Document extract –
▬▬▬▬▬▬▬▬▬▬

Skip to contents

Imputes missing data in a categorical variable using polytomous regression

Usage

mice.impute.polr(
  y,
  ry,
  x,
  wy = NULL,
  nnet.maxit = 100,
  nnet.trace = FALSE,
  nnet.MaxNWts = 1500,
  polr.to.loggedEvents = FALSE,
  ...
)

Arguments

y

Vector to be imputed

ry

Logical vector of length length(y) indicating the the subset y[ry] of elements in y to which the imputation model is fitted. The ry generally distinguishes the observed (TRUE) and missing values (FALSE) in y.

x

Numeric design matrix with length(y) rows with predictors for y. Matrix x may have no missing values.

wy

Logical vector of length length(y). A TRUE value indicates locations in y for which imputations are created.

nnet.maxit

Tuning parameter for nnet().

nnet.trace

Tuning parameter for nnet().

nnet.MaxNWts

Tuning parameter for nnet().

polr.to.loggedEvents

A logical indicating whether each fallback to the multinom() function should be written to loggedEvents. The default is FALSE.

▬▬▬▬▬▬▬▬▬▬

Information provided –
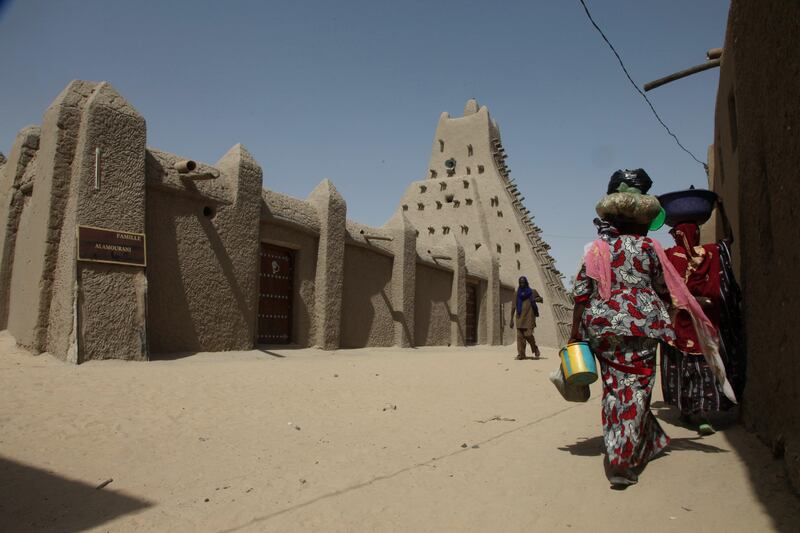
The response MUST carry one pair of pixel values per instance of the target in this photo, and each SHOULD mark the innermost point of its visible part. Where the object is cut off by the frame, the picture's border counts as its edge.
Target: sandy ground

▬▬▬▬▬▬▬▬▬▬

What this exercise asks –
A: In the mice.impute.polr documentation, what is the default value of nnet.MaxNWts?
B: Please continue the mice.impute.polr documentation after its final argument description.

Task-by-task answers –
A: 1500

B:
...

Other named arguments.

Value

Vector with imputed data, same type as y, and of length sum(wy)

Details

The function mice.impute.polr() imputes for ordered categorical response variables by the proportional odds logistic regression (polr) model. The function repeatedly applies logistic regression on the successive splits. The model is also known as the cumulative link model.

By default, ordered factors with more than two levels are imputed by mice.impute.polr.

The algorithm of mice.impute.polr uses the function polr() from the MASS package.

In order to avoid bias due to perfect prediction, the algorithm augment the data according to the method of White, Daniel and Royston (2010).

The call to polr might fail, usually because the data are very sparse. In that case, multinom is tried as a fallback. If the local flag polr.to.loggedEvents is set to TRUE, a record is written to the loggedEvents component of the mids object. Use mice(data, polr.to.loggedEvents = TRUE) to set the flag.

Note

In December 2019 Simon White alerted that the polr could always fail silently. I can confirm this behaviour for versions mice 3.0.0 - mice 3.6.6, so any method requests for polr in these versions were in fact handled by multinom. See https://github.com/amices/mice/issues/206 for details.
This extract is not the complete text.